What is being asked — From the records below, please return each line that holds the word "floor".

(Stored data Opens)

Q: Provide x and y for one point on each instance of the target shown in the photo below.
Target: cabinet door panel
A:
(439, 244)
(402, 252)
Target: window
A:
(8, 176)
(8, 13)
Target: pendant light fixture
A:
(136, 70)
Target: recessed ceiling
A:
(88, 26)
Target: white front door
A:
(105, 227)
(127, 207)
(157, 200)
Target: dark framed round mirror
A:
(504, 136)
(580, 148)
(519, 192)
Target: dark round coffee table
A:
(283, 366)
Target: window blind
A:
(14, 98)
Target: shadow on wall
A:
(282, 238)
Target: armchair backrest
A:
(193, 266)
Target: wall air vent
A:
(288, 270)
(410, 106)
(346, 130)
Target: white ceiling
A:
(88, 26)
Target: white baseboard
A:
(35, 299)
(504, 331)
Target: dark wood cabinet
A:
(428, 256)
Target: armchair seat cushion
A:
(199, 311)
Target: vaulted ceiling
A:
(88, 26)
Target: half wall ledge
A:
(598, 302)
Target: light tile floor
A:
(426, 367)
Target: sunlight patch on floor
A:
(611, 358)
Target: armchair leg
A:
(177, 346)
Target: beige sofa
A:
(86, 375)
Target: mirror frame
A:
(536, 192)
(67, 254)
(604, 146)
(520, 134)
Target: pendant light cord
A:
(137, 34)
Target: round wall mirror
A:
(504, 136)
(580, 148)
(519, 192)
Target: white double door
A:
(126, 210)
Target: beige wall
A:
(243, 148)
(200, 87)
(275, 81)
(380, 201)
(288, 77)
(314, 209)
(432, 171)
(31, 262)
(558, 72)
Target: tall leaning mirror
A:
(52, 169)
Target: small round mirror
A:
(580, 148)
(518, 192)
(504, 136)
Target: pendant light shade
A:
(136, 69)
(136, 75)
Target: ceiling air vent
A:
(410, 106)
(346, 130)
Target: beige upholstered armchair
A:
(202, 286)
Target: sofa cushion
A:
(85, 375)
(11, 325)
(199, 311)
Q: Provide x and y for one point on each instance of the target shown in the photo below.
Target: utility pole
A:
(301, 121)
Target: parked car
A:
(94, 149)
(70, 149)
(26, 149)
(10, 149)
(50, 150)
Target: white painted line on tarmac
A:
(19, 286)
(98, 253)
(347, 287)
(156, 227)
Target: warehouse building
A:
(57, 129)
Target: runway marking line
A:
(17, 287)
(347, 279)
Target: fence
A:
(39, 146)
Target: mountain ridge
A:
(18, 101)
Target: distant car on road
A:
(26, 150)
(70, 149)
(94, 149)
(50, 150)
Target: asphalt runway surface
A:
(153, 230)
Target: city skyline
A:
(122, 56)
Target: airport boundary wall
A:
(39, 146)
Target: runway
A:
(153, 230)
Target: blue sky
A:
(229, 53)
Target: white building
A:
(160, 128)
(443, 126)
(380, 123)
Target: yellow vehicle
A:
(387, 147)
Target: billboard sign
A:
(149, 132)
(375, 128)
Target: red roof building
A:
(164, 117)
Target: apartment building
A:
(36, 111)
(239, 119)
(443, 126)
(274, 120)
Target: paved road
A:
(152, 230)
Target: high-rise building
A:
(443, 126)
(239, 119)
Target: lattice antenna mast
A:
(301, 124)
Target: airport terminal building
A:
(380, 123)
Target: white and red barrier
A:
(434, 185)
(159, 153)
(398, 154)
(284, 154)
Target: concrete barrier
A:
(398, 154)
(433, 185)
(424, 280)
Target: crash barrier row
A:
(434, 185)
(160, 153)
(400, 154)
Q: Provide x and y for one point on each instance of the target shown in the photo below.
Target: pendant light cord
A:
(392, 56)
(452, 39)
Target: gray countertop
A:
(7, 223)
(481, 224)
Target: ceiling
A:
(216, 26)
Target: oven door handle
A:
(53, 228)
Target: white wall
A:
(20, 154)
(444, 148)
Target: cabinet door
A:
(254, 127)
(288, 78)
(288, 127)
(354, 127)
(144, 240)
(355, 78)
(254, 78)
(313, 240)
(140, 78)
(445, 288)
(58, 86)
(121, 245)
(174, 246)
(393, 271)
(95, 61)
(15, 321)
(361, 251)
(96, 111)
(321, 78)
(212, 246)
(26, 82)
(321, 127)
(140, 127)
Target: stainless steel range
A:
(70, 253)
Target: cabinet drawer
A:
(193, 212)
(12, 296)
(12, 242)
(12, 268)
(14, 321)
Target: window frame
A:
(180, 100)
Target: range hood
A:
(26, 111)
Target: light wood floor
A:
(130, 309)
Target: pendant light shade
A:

(Stored data Closes)

Answer to the problem —
Target: light tile floor
Target: sunlight patch on floor
Target: light wood floor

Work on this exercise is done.